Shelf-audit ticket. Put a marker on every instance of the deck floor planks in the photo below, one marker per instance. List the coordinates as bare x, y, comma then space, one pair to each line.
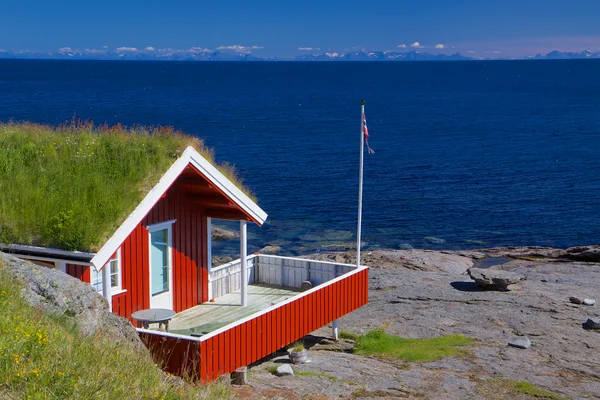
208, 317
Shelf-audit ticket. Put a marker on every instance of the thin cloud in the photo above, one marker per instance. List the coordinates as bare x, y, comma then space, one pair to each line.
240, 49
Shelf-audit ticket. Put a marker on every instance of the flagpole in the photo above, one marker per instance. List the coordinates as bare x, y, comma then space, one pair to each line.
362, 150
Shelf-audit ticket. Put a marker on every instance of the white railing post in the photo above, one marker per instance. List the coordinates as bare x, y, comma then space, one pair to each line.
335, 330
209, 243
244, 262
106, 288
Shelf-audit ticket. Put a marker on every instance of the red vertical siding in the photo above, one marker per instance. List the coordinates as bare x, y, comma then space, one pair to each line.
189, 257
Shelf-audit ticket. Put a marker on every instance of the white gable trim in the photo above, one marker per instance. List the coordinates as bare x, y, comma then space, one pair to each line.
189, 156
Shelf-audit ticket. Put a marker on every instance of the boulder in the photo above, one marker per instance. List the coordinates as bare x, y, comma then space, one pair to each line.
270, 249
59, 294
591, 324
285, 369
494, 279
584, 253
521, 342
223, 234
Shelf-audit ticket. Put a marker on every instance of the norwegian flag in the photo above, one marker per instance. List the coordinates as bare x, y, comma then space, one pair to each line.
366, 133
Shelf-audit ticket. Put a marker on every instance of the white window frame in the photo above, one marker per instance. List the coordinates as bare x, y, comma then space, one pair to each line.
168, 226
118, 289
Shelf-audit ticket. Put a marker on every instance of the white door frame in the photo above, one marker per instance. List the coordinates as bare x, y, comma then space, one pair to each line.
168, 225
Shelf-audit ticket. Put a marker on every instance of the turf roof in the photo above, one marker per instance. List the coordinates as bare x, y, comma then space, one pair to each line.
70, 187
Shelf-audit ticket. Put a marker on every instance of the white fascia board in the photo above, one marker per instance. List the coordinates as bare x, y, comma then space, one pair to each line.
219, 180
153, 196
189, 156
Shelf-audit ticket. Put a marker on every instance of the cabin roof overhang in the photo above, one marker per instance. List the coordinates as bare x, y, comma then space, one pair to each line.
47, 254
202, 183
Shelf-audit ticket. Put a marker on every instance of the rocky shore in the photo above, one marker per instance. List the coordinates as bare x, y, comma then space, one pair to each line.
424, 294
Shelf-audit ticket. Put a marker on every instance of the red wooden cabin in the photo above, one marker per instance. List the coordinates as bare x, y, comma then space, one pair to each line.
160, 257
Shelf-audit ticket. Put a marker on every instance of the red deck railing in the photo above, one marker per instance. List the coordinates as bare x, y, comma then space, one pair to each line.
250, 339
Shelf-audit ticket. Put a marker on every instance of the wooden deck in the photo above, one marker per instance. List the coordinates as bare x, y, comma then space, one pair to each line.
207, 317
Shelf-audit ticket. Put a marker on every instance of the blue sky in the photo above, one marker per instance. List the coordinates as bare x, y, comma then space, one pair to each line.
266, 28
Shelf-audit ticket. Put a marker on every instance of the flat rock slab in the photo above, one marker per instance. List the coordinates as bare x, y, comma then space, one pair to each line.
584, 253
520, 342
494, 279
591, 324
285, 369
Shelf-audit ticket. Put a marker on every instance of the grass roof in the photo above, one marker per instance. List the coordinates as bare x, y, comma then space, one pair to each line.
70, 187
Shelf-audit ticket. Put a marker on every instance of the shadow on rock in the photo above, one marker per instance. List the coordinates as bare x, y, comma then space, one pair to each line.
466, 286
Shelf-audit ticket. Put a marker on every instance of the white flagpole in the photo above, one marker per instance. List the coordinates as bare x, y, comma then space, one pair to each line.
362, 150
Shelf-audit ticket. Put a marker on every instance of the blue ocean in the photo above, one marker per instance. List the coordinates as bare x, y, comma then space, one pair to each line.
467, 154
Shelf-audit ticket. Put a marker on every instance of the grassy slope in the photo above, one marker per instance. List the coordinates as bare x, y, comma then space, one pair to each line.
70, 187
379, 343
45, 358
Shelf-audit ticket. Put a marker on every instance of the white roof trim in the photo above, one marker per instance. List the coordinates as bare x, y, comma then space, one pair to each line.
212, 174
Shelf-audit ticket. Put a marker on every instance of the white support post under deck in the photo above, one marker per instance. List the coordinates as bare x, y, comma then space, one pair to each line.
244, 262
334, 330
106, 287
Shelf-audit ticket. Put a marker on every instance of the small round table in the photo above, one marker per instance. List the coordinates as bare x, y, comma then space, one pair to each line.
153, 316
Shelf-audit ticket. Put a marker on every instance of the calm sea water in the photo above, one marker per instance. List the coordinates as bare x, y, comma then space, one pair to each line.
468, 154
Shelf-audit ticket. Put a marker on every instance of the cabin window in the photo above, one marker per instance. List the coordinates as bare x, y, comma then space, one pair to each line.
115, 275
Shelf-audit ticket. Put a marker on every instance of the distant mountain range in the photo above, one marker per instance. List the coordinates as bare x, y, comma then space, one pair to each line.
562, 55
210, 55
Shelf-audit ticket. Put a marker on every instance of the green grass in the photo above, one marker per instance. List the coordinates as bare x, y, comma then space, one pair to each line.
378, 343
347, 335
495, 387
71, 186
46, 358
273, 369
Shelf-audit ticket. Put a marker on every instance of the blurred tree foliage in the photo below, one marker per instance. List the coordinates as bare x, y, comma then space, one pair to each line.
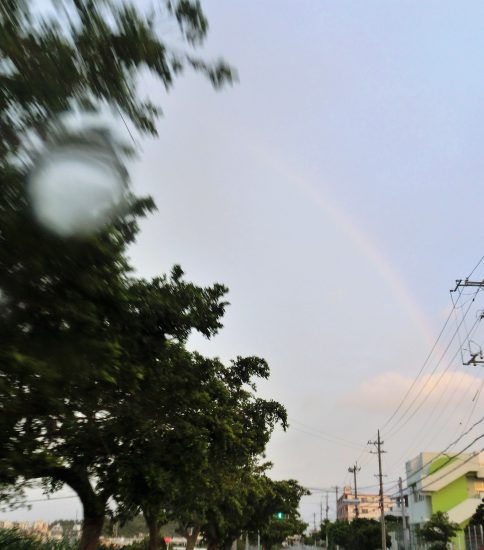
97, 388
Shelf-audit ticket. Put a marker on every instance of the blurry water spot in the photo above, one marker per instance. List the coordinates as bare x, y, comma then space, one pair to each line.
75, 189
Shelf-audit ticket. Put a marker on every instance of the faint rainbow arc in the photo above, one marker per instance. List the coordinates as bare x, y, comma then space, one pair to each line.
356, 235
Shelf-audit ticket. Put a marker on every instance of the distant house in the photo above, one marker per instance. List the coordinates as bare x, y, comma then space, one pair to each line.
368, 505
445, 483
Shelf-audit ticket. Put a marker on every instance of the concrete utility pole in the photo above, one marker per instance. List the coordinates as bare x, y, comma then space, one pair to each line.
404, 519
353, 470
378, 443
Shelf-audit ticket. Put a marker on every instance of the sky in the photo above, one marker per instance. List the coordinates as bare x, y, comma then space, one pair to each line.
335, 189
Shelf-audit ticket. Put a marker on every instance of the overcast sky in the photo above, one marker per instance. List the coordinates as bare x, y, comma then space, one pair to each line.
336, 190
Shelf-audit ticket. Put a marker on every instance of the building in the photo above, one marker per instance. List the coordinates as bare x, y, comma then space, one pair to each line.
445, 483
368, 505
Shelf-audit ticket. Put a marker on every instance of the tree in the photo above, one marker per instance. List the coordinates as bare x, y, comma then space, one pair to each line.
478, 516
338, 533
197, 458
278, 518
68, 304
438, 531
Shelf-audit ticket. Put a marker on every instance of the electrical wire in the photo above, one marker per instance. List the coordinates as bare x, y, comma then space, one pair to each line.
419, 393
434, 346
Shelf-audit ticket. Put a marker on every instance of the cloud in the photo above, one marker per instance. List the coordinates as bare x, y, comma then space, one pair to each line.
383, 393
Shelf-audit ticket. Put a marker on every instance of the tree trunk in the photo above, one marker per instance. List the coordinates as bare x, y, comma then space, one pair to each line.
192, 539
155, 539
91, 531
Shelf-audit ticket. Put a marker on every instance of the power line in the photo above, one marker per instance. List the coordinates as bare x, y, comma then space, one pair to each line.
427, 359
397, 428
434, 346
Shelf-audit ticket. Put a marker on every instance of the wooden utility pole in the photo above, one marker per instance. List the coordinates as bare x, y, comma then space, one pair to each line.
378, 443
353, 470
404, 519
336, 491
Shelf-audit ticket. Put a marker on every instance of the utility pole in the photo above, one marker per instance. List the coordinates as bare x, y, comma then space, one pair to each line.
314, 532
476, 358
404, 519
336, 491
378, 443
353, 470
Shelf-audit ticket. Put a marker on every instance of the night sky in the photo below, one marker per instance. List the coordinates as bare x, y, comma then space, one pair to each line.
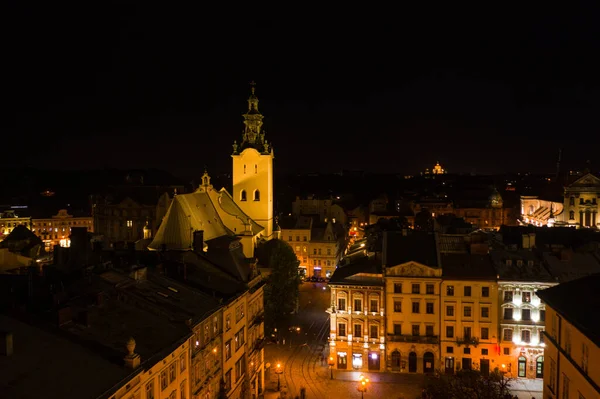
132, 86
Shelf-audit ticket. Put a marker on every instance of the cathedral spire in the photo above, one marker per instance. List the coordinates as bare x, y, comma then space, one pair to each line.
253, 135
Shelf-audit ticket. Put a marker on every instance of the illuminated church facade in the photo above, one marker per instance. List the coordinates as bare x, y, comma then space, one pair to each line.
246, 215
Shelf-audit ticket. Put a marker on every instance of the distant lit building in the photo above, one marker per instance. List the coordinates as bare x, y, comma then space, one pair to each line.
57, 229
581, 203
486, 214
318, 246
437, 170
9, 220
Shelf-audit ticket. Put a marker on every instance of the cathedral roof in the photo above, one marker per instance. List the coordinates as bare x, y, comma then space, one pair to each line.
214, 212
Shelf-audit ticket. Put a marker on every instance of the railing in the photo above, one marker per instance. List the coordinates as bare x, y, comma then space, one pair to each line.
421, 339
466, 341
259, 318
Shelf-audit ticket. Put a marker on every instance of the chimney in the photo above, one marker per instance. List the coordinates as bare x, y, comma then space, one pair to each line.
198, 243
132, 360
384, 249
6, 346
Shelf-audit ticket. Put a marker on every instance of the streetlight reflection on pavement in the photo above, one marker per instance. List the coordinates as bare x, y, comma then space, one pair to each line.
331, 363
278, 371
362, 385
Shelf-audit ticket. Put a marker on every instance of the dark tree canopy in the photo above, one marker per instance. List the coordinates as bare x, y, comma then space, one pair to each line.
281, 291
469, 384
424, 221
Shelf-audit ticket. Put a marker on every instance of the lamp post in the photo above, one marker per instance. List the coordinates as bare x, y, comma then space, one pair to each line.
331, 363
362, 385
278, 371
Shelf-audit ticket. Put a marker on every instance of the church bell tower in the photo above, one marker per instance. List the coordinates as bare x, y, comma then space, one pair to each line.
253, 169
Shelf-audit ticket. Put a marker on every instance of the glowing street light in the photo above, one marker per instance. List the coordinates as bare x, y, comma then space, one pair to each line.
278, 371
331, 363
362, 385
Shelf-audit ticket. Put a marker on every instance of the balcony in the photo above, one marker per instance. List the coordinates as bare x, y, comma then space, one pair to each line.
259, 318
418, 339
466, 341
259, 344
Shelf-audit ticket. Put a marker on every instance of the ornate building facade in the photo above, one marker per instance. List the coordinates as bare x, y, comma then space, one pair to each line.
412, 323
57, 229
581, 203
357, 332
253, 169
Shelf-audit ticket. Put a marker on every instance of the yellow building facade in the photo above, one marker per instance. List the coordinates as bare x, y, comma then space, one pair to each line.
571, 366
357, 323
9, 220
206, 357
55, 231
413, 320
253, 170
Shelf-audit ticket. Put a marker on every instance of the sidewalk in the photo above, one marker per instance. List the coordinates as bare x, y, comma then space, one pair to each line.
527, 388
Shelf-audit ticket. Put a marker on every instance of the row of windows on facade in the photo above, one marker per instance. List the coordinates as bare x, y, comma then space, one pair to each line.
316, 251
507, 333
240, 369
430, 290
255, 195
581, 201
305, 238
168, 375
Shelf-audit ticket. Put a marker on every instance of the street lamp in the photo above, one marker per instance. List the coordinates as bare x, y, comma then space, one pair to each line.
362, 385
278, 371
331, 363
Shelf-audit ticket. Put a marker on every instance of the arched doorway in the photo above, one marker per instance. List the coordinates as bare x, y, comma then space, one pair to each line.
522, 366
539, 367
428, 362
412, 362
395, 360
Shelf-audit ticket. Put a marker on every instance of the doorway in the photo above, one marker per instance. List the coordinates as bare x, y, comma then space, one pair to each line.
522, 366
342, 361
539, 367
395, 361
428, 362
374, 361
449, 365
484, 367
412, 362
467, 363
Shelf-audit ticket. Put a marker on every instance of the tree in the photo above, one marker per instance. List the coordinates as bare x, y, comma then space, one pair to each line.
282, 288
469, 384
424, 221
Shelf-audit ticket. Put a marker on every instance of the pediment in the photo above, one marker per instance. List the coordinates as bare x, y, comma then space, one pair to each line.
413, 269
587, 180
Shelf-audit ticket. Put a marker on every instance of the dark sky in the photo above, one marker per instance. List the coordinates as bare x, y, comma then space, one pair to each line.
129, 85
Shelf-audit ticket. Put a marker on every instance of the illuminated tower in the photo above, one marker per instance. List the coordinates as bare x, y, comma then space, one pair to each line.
☆ ☆ ☆ ☆
*WHAT THE TASK ASKS:* Begin with the line that contains "the street lamp". Repeat it and every line after it through the end of the listing, exactly, and print nothing more.

*RESULT BELOW:*
Shelf-audit ticket. Put a marker on every instance of the street lamp in the photo above, one marker per instance. List the coordinates as bare x, y, comma then space, one pair to each line.
362, 385
278, 371
331, 363
Shelf-audit ticket. Put a marker on every instance of the arched doorway in the photo above, one marker per instance. List the coordinates as bare x, y, comma then space, one pair to each line.
522, 366
539, 367
428, 362
412, 362
395, 360
Shelf-audit ticket. Put a marker on every instance of the doorway in the photo above, one marker per instance. List the coordinates as bare x, y, comma then space, one pair to each line.
522, 366
342, 361
539, 367
395, 361
428, 362
374, 361
449, 365
484, 367
412, 362
467, 363
Shelf-audit ticket. Put a marker on every instance of the tree in the photo above, one marker per instance. List the coordinates as bare x, y, comma then space, one pair to each line.
282, 288
469, 384
424, 221
Shelf-audit ticket. Put a marker on every instance of the pediment in the photo above, one marker per instance. List the coordinates as bare x, y, comma then space, one pair to each line.
413, 269
587, 180
Shelf-audit ticket. Put a marker on every instance of the dark sky in the photo above, one marker per instance. List the coordinates as bare x, y, comma then space, one pair to each line.
129, 85
Shelf-audit ticket. Put a marker on every instance of the illuminated tower in the photo above, one marker per instance. List the coordinates as bare x, y, comma then space, one pair to each line.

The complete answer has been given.